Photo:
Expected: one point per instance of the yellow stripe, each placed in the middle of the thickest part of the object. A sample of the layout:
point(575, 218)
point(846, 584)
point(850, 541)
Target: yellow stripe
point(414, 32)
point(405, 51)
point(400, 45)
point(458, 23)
══════════
*Short exercise*. Write out all the rows above again, requests included, and scale every point coordinate in the answers by 1.05, rounding to whole numbers with halves rounded up. Keep the numbers in the requests and their sample layouts as they are.

*Written response*.
Photo:
Expected: one point per instance of the yellow stripe, each placed in the middle of the thickest part of the object. A sample of the layout:
point(575, 218)
point(846, 584)
point(850, 541)
Target: yellow stripe
point(435, 34)
point(425, 54)
point(420, 47)
point(481, 24)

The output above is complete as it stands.